*AIM*
Please format the rows below as a numbered list, starting at the line that contains "Target: blurred background" and ending at the line that contains "Target: orange and white shirt", both included, and omit any blank lines.

*LISTED ENTRIES*
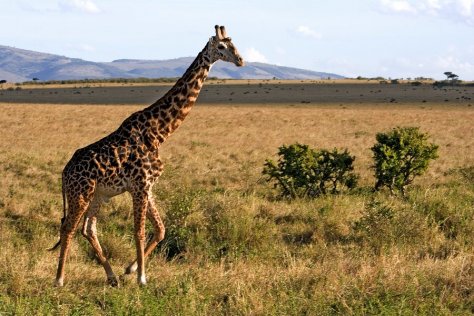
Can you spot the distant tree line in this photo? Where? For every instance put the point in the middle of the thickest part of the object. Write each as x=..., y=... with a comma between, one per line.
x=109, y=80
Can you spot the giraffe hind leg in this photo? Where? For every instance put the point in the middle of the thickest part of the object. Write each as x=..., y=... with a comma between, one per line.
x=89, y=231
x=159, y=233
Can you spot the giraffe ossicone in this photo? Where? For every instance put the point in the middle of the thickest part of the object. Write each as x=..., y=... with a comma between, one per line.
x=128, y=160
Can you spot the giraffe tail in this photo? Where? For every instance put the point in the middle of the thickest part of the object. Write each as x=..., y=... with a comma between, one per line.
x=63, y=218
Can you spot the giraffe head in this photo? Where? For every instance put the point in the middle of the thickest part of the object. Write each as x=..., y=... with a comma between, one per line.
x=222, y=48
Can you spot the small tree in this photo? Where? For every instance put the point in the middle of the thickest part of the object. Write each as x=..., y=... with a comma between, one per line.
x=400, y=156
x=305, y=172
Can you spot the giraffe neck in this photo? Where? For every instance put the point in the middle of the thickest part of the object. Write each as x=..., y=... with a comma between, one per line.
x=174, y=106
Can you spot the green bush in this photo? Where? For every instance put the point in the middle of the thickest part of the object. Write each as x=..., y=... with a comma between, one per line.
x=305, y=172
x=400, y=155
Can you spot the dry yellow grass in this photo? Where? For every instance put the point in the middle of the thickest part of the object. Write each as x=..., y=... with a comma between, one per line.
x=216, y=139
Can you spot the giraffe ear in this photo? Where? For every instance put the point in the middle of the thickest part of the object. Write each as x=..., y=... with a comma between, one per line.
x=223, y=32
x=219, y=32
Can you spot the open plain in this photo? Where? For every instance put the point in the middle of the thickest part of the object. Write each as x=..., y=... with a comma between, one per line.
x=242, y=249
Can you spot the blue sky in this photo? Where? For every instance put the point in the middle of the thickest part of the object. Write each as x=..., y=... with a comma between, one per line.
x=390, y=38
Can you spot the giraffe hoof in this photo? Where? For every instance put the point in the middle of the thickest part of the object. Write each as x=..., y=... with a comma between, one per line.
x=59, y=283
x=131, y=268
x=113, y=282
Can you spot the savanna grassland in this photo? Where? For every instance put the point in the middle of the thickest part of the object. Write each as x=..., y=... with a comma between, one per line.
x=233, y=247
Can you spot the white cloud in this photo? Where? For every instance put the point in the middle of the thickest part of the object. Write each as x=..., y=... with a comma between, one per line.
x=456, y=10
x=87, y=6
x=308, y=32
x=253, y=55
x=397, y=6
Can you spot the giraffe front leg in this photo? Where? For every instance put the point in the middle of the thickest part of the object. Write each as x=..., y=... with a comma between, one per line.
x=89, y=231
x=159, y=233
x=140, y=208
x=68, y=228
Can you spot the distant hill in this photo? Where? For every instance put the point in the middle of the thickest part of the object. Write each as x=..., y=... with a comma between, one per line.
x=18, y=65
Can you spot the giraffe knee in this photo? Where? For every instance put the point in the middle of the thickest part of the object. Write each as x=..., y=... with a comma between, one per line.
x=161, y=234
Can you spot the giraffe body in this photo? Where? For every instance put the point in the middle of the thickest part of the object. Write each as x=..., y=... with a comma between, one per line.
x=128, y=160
==
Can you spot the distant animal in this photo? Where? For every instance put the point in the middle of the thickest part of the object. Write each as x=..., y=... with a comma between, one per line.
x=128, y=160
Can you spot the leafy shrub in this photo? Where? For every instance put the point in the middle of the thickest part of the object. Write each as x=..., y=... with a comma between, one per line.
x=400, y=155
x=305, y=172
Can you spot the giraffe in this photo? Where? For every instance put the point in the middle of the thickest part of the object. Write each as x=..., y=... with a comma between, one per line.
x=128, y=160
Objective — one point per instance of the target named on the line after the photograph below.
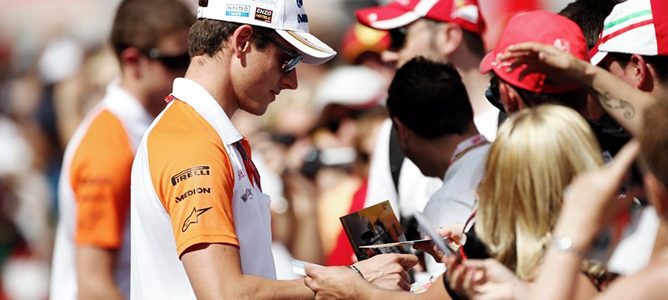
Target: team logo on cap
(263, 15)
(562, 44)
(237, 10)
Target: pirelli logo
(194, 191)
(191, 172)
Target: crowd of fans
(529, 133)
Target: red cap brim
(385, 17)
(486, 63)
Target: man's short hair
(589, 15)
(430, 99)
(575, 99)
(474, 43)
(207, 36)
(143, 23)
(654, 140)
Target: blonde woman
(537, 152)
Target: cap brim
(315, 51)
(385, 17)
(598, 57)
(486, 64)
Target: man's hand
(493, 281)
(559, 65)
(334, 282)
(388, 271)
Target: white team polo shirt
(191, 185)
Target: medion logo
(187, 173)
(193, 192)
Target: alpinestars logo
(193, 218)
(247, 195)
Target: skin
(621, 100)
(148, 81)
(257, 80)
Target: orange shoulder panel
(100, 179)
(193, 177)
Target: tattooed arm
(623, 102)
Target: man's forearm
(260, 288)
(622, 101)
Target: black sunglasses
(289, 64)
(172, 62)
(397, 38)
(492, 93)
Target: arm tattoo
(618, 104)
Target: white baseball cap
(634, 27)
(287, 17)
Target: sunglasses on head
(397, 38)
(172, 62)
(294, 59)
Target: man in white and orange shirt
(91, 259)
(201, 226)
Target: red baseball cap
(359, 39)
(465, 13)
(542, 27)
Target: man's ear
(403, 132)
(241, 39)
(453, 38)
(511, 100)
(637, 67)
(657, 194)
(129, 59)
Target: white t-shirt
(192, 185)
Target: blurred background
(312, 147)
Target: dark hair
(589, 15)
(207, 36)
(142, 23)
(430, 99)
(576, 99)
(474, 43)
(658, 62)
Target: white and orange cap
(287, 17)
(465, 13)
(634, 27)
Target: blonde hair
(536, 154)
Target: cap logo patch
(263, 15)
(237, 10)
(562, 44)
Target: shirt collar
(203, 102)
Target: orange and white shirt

*WRITTEN RESPONSE*
1. Target: blurred background
2. (312, 147)
3. Target: dark hair
4. (589, 15)
5. (207, 36)
6. (142, 23)
7. (430, 99)
8. (576, 99)
9. (474, 43)
10. (658, 62)
11. Target: white and orange cap
12. (287, 17)
13. (465, 13)
14. (634, 27)
15. Target: blonde hair
16. (536, 154)
17. Target: cap logo patch
18. (263, 15)
19. (237, 10)
20. (562, 44)
21. Target: shirt collar
22. (203, 102)
23. Target: orange and white shirt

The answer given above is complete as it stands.